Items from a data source
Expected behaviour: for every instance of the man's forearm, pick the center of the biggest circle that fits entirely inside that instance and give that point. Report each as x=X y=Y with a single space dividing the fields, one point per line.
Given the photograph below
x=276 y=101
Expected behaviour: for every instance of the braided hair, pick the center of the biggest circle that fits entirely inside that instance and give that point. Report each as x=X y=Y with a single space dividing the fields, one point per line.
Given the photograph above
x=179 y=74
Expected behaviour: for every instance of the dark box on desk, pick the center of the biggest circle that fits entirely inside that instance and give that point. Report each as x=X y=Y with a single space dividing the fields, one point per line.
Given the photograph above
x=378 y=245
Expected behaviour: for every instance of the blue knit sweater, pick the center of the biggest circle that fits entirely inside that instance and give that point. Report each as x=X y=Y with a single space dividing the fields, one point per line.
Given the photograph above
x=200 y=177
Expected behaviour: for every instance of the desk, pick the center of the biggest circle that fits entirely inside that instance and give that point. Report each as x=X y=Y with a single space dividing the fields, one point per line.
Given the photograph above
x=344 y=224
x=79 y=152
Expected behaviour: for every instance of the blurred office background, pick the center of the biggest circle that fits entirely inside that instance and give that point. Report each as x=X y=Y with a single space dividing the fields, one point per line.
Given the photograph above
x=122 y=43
==
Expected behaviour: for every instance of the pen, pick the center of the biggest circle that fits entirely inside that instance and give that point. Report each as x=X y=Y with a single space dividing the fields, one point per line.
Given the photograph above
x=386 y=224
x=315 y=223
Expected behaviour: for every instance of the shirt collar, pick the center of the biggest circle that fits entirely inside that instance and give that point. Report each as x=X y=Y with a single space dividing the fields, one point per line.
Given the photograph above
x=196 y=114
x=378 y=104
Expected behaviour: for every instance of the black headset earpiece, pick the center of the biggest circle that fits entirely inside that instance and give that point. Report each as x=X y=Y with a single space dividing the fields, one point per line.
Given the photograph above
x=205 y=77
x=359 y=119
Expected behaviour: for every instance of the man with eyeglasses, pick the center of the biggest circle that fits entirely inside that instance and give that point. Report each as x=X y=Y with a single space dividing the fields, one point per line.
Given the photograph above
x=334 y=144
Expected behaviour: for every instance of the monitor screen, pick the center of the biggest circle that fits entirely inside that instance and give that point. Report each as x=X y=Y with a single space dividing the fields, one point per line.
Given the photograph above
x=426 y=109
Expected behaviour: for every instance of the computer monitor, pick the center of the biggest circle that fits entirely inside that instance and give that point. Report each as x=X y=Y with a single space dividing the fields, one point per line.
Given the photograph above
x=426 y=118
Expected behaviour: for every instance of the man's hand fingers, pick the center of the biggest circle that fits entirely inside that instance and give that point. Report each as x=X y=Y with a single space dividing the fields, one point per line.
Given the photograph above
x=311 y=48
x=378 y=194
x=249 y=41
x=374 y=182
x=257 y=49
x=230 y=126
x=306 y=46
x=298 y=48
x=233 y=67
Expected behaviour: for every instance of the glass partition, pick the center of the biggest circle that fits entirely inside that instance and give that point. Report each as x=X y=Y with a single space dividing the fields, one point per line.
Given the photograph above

Work to be completed
Recast the data as a JSON list of strings, one string per line, leaving out blank lines. Start at the line that contains "Expected behaviour: for every instance of the pen, pick" and end after the line that contains "x=426 y=109".

Correct response
[
  "Expected behaviour: for every instance of the pen, pick the center of the biggest circle that fits entirely inside that instance and give that point. Report each as x=X y=Y with a single space dividing the fields, one point per line.",
  "Given the photograph above",
  "x=386 y=224",
  "x=315 y=223",
  "Expected behaviour: for every instance of the shirt collar, pick the center of the biggest circle that fits entirely inside that instance and give that point. Report each as x=X y=Y with a single space dividing the fields, one point per line.",
  "Given the photograph above",
  "x=196 y=114",
  "x=378 y=104",
  "Expected behaviour: for every instance of the black headset earpiece, pick the center of the biggest circle that fits entirely inside that instance and give that point. Report each as x=X y=Y with a single space dividing the fields, one point per line.",
  "Given the photograph above",
  "x=205 y=77",
  "x=359 y=119",
  "Expected behaviour: for every instance of the man with eyeglasses, pick the center of the biggest circle that fits entirely inside that instance and give that point. Report each as x=X y=Y with a single space dividing the fields, one point per line.",
  "Given the photograph above",
  "x=334 y=144",
  "Expected behaviour: for every instance of the monitor screen, pick the center of the biggest circle that fits entirely inside that instance and give that point. Report each as x=X y=Y with a single space dividing the fields, one point per line.",
  "Given the photograph above",
  "x=426 y=109"
]